*Task to complete*:
Transcribe the material below exactly as it appears.

--- Given data ---

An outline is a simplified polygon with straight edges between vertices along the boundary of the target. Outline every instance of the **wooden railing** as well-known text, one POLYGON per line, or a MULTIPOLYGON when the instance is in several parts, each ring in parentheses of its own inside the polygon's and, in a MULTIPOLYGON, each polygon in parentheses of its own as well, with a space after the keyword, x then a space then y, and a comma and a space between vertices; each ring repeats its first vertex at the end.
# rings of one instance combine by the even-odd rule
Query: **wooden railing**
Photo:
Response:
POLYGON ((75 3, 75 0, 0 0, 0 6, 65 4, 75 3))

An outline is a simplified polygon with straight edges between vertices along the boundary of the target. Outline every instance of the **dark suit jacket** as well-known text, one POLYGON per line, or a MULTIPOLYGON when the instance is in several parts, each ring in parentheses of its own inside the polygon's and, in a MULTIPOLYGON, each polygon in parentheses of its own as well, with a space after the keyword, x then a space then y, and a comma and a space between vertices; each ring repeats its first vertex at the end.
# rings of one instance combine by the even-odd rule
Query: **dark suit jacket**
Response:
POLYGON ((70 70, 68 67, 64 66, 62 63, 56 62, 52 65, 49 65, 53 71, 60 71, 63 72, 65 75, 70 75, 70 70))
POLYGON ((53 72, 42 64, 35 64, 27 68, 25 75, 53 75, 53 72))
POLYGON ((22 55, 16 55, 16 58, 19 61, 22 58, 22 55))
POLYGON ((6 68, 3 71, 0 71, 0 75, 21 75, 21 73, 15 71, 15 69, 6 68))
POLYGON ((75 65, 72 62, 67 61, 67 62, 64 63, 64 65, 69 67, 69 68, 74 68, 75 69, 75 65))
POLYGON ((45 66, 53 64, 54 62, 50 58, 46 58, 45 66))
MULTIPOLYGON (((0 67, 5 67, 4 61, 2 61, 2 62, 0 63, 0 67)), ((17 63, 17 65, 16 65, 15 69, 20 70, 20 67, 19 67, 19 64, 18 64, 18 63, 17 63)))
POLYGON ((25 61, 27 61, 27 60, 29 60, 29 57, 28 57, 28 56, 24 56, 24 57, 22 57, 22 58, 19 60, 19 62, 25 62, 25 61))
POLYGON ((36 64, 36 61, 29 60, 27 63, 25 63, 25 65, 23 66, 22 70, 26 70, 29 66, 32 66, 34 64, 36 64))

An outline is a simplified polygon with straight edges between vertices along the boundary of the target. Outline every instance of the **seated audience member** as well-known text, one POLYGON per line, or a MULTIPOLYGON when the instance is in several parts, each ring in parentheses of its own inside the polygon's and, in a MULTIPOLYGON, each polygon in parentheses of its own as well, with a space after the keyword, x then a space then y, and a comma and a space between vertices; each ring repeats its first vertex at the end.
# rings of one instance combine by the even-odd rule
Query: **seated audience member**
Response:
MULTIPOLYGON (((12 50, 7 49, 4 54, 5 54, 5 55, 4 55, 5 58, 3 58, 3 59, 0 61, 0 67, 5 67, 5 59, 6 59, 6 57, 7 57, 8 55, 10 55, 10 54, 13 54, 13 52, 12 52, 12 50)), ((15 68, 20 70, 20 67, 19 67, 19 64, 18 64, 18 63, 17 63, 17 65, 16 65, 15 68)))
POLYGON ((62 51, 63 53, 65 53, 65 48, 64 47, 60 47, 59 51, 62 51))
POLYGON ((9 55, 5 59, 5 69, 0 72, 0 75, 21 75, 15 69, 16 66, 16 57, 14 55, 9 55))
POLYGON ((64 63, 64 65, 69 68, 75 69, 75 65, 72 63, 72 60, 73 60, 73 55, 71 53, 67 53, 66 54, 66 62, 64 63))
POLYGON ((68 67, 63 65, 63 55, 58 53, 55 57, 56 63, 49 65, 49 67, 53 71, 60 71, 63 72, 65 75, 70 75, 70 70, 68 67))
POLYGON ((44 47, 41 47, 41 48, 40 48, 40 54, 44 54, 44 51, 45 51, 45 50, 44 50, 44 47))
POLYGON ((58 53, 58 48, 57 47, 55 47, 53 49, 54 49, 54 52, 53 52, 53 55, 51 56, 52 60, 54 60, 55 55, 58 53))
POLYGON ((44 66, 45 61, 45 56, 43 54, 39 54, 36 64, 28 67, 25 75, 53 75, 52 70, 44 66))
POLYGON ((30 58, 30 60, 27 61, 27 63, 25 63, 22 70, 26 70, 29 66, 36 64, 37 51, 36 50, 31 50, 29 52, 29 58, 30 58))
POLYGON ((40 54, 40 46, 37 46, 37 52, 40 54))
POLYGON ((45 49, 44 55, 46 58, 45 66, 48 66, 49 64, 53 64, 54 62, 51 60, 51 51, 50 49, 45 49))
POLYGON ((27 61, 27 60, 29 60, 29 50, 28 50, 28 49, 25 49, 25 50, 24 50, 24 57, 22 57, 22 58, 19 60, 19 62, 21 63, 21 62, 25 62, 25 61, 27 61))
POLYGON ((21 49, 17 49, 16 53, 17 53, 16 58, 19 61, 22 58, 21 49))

---

*Reply*:
An outline is a simplified polygon with straight edges between vertices along the boundary of the target. Outline every instance of the **wooden railing** as well-known text, one POLYGON per line, or a MULTIPOLYGON when the instance is in several parts, each ring in parentheses of its own inside the polygon's and, in a MULTIPOLYGON, each polygon in parentheses of its own as well, with a space after the keyword, x then a space then y, and a comma and a space between vertices; each ring repeats its first vertex at the end.
# rings of one instance combine by the even-odd rule
Query: **wooden railing**
Photo:
Response:
POLYGON ((75 3, 75 0, 0 0, 0 6, 65 4, 75 3))

An outline is a simplified polygon with straight edges between vertices along the boundary of the target. Outline every instance of the **dark suit jacket** as well-known text, one POLYGON per line, or a MULTIPOLYGON when the instance is in several parts, each ring in parentheses of its own inside the polygon's and, in a MULTIPOLYGON, each polygon in parentheses of its own as well, with a space after the keyword, x then a space then y, and a comma and a space between vertices; each ring repeats its first vertex at the end.
# rings of one instance combine by the even-odd rule
Query: **dark suit jacket**
Response:
POLYGON ((70 70, 68 67, 64 66, 62 63, 56 62, 52 65, 49 65, 53 71, 60 71, 63 72, 65 75, 70 75, 70 70))
POLYGON ((53 72, 42 64, 35 64, 27 68, 25 75, 53 75, 53 72))
POLYGON ((22 55, 16 55, 16 58, 19 61, 22 58, 22 55))
POLYGON ((6 68, 3 71, 0 71, 0 75, 21 75, 21 73, 15 71, 15 69, 6 68))
POLYGON ((75 65, 72 62, 67 61, 67 62, 64 63, 64 65, 69 67, 69 68, 74 68, 75 69, 75 65))
POLYGON ((45 66, 53 64, 54 62, 50 58, 46 58, 45 66))
MULTIPOLYGON (((0 67, 5 67, 4 61, 2 61, 2 62, 0 63, 0 67)), ((17 63, 17 65, 16 65, 15 69, 20 70, 20 67, 19 67, 19 64, 18 64, 18 63, 17 63)))
POLYGON ((25 61, 27 61, 27 60, 29 60, 29 57, 28 57, 28 56, 24 56, 24 57, 22 57, 22 58, 19 60, 19 62, 25 62, 25 61))
POLYGON ((36 64, 36 61, 29 60, 27 63, 25 63, 25 65, 23 66, 22 70, 26 70, 29 66, 32 66, 34 64, 36 64))

An outline is a simplified polygon with straight edges between vertices along the boundary of the target. Outline every instance of the **seated audience member** as well-known text, one POLYGON per line, or a MULTIPOLYGON when the instance is in several parts, each ring in parentheses of its own inside the polygon's and, in a MULTIPOLYGON, each polygon in parentheses of its own as well, with a space after the keyword, x then a space then y, and a comma and a space between vertices; each ring repeats its first vertex at the end.
# rings of one instance combine by the even-odd rule
Query: **seated audience member**
Response:
MULTIPOLYGON (((12 50, 7 49, 4 54, 5 54, 5 55, 4 55, 5 58, 3 58, 3 59, 0 61, 0 67, 5 67, 5 59, 6 59, 6 57, 7 57, 8 55, 10 55, 10 54, 13 54, 13 52, 12 52, 12 50)), ((15 68, 20 70, 20 67, 19 67, 19 64, 18 64, 18 63, 17 63, 17 65, 16 65, 15 68)))
POLYGON ((62 51, 63 53, 65 53, 65 48, 64 47, 60 47, 59 51, 62 51))
POLYGON ((9 55, 5 59, 5 69, 0 72, 0 75, 21 75, 15 69, 16 66, 16 57, 14 55, 9 55))
POLYGON ((64 63, 64 65, 69 68, 75 69, 75 65, 72 63, 72 60, 73 60, 73 55, 71 53, 67 53, 66 54, 66 62, 64 63))
POLYGON ((68 67, 63 65, 63 55, 58 53, 55 57, 56 63, 49 65, 49 67, 53 71, 60 71, 63 72, 65 75, 70 75, 70 70, 68 67))
POLYGON ((44 47, 41 47, 41 48, 40 48, 40 54, 44 54, 44 51, 45 51, 45 50, 44 50, 44 47))
POLYGON ((58 53, 58 48, 57 47, 55 47, 53 49, 54 49, 54 52, 53 52, 53 55, 51 56, 52 60, 54 60, 55 55, 58 53))
POLYGON ((44 66, 45 61, 45 56, 43 54, 39 54, 36 64, 28 67, 25 75, 53 75, 52 70, 44 66))
POLYGON ((30 58, 30 60, 27 61, 27 63, 25 63, 22 70, 26 70, 29 66, 36 64, 37 51, 36 50, 31 50, 29 52, 29 58, 30 58))
POLYGON ((40 54, 40 46, 37 46, 37 52, 40 54))
POLYGON ((45 49, 44 55, 46 58, 45 66, 48 66, 49 64, 53 64, 54 62, 51 60, 51 51, 50 49, 45 49))
POLYGON ((27 61, 27 60, 29 60, 29 50, 28 50, 28 49, 25 49, 25 50, 24 50, 24 57, 22 57, 22 58, 19 60, 19 62, 21 63, 21 62, 25 62, 25 61, 27 61))
POLYGON ((21 49, 17 49, 16 53, 17 53, 16 58, 19 61, 22 58, 21 49))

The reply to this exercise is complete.